Text provided
***
- Theatrical release poster
- Directed by: Steve James
- Written by: Frederick Marx; Steve James;
- Produced by: Frederick Marx; Steve James; Peter Gilbert;
- Starring: William Gates; Arthur Agee;
- Cinematography: Peter Gilbert
- Edited by: Frederick Marx; Steve James; William Haugse;
- Music by: Ben Sidran
- Production company: Kartemquin Films
- Distributed by: Fine Line Features (United States) Capitol Films (Overseas)
- Release date: October 14, 1994 (United States);
- Running time: 171 minutes
- Country: United States
- Language: English
- Budget: $700,000
- Box office: $11.8 million

= Hoop Dreams =

1994 American documentary film

Hoop Dreams is a 1994 American documentary film directed by Steve James, and produced by Frederick Marx, James, and Peter Gilbert, with Kartemquin Films. It follows the story of two African-American high school students, William Gates and Arthur Agee, in Chicago and their dream of becoming professional basketball players.

Hoop Dreams was originally intended to be a 30-minute short film produced for PBS; the filming of the special led to five years of filming and 250 hours of footage. Hoop Dreams premiered at the 1994 Sundance Film Festival, where it won the Audience Award for Best Documentary. It won numerous other awards in the 1994 season, although it was not nominated for the Academy Award for Best Documentary Feature, which led to a massive public outcry. Despite its length (171 minutes) and unlikely commercial genre, it received high critical and popular acclaim, and grossed over $11 million worldwide.

Hoop Dreams was ranked #1 on the Current TV special 50 Documentaries to See Before You Die. In 2005, the film was selected for preservation in the United States National Film Registry by the Library of Congress as being "culturally, historically, or aesthetically significant". The International Documentary Association's members ranked Hoop Dreams as the best documentary of all time in 2007.

==Plot==
In 1987, William Gates and Arthur Agee, two African-American teenagers, are recruited by a scout from St. Joseph High School in Westchester, Illinois, a predominantly White high school with an outstanding basketball program. The team is led by Gene Pingatore, who coached National Basketball Association (NBA) Hall of Fame player Isiah Thomas when Thomas played at St. Joseph. Agee and Gates are both from poor African-American neighborhoods in Chicago, Illinois: Gates lives in the Cabrini–Green projects, while Agee and his family reside in West Garfield Park. Both boys face 90-minute commutes to the school each way.
***
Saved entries
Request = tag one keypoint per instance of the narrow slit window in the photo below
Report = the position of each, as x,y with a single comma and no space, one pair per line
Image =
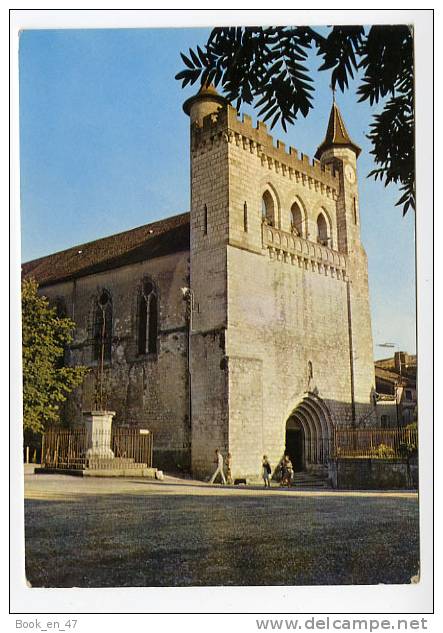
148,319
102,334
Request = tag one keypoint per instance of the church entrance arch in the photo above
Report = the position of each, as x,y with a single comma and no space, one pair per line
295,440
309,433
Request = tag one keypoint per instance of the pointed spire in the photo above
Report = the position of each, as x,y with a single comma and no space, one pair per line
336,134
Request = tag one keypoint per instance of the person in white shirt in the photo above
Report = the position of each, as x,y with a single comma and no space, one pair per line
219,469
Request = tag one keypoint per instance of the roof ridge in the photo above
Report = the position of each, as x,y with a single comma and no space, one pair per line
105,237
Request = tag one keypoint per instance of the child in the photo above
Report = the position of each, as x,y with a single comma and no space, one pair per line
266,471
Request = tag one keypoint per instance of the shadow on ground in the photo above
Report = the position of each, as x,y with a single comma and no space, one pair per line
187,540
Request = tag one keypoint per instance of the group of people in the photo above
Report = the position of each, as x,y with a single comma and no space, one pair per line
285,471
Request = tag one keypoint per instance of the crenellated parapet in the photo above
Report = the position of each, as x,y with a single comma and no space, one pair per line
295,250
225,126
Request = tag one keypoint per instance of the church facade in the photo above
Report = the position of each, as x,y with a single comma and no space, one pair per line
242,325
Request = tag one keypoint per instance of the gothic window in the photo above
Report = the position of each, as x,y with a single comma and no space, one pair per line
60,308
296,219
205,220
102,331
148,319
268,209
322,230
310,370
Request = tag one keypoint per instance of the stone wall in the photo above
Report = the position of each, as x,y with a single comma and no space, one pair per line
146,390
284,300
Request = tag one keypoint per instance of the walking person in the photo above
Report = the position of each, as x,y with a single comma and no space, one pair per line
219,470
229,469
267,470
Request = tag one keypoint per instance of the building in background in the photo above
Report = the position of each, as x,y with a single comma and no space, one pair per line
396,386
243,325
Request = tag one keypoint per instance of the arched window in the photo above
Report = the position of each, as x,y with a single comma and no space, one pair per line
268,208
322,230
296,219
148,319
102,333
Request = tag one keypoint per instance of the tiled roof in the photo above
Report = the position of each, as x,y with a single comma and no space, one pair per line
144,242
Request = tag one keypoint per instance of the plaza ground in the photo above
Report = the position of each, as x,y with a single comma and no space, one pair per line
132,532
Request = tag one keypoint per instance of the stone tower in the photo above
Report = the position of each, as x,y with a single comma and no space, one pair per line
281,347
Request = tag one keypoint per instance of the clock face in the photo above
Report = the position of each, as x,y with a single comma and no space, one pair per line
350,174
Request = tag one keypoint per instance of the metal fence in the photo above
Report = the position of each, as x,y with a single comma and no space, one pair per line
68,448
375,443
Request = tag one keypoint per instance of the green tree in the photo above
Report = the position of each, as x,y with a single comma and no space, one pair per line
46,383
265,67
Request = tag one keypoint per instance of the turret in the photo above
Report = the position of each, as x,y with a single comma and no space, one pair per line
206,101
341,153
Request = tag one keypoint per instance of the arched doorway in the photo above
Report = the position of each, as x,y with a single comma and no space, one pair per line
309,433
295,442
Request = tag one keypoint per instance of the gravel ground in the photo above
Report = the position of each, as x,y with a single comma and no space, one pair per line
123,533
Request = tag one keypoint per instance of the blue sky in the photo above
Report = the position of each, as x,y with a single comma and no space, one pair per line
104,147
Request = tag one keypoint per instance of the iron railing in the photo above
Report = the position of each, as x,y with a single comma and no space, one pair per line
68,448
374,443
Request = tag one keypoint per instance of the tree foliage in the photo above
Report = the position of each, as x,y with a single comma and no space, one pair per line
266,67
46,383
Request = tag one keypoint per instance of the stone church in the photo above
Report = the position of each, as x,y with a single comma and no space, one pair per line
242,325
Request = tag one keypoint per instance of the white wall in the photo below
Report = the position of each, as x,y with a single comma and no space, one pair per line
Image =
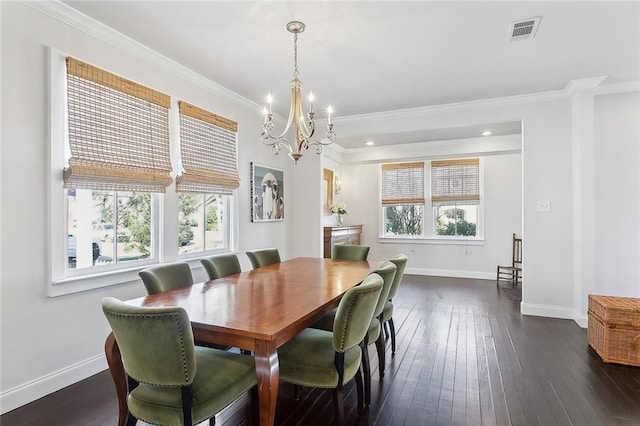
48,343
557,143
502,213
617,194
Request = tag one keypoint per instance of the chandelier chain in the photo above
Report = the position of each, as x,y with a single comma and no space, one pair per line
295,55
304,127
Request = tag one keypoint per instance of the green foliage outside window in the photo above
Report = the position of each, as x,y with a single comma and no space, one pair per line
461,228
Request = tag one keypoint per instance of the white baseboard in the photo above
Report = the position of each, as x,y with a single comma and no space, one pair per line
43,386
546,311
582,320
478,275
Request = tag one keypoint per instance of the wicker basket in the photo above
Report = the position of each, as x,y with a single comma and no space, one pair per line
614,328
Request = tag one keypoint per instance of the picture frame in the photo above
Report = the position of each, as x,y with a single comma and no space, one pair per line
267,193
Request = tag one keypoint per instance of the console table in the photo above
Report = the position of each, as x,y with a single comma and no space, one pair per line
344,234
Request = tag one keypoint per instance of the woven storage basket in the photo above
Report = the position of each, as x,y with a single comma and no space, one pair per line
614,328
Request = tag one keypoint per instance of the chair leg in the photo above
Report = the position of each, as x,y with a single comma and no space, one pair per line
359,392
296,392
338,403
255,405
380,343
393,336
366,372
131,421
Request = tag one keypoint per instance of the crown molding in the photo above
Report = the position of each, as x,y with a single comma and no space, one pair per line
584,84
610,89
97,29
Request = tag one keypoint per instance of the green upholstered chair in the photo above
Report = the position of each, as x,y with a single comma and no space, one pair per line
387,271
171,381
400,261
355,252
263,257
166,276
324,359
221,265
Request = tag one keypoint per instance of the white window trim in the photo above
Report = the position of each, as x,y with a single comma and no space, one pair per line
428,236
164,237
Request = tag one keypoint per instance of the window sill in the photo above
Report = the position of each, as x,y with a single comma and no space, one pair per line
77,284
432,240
***
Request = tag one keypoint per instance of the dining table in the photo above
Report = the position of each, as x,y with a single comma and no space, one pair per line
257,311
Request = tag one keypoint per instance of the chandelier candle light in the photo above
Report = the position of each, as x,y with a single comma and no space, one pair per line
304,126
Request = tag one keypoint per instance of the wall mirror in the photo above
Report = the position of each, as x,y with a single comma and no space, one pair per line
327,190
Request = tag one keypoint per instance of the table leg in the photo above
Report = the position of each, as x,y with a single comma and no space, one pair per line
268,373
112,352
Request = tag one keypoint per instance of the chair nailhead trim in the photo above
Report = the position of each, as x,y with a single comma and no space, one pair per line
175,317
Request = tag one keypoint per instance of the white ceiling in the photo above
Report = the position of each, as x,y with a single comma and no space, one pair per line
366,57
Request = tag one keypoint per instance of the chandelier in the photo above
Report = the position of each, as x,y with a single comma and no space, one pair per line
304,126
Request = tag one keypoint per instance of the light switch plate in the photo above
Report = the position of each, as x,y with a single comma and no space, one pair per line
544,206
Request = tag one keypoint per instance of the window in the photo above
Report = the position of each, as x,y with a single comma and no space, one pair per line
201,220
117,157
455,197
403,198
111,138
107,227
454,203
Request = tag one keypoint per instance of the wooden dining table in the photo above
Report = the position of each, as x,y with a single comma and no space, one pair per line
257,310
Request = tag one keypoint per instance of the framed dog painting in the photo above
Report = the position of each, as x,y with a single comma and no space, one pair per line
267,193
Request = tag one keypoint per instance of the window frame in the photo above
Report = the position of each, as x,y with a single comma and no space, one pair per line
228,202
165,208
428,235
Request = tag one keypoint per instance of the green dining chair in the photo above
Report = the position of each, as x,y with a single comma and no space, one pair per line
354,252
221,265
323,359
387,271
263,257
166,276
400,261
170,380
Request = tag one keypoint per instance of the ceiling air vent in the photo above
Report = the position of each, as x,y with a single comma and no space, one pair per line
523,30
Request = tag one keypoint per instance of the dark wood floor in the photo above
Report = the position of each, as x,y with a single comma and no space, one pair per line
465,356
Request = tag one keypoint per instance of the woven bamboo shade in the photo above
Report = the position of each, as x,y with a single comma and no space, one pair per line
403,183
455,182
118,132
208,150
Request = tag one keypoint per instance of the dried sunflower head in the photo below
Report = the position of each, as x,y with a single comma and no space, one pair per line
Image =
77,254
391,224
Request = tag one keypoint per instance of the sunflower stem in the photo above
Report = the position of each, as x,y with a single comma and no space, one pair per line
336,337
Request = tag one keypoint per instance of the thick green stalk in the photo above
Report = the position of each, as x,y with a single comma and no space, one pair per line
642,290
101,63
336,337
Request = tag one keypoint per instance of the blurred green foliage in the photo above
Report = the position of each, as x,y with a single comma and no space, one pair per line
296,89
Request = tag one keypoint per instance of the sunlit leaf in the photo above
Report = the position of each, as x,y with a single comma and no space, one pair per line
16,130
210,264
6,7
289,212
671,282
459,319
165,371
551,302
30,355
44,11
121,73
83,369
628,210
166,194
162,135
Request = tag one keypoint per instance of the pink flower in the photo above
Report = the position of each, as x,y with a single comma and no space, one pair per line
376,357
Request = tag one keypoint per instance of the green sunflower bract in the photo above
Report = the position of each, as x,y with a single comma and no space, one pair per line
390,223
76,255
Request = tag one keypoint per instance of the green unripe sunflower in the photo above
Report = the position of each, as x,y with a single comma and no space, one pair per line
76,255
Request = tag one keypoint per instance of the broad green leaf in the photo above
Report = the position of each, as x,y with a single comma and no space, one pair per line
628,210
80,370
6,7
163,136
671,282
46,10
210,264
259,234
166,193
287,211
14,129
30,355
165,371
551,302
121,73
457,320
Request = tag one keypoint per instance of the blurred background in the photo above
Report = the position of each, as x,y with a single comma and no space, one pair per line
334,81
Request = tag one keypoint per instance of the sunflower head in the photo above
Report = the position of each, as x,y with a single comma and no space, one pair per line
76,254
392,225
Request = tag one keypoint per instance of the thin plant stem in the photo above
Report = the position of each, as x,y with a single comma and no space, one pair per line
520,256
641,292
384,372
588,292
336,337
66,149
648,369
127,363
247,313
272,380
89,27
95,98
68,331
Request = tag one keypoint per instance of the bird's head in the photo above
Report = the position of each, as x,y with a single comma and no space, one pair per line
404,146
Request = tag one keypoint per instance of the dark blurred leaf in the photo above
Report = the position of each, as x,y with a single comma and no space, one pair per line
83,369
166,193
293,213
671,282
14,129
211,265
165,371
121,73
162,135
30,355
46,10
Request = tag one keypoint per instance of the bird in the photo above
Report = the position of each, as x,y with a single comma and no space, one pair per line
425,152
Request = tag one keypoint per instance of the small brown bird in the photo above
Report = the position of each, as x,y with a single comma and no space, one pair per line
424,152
***
Problems to solve
a - Write out the passage from the Hoop Dreams article that runs between "Hoop Dreams was ranked" and "time in 2007.", inclusive.
b - At which festival did the film premiere, according to the Hoop Dreams article?
None of the saved entries are needed.

Answer set
a -
Hoop Dreams was ranked #1 on the Current TV special 50 Documentaries to See Before You Die. In 2005, the film was selected for preservation in the United States National Film Registry by the Library of Congress as being "culturally, historically, or aesthetically significant". The International Documentary Association's members ranked Hoop Dreams as the best documentary of all time in 2007.

b - The 1994 Sundance Film Festival.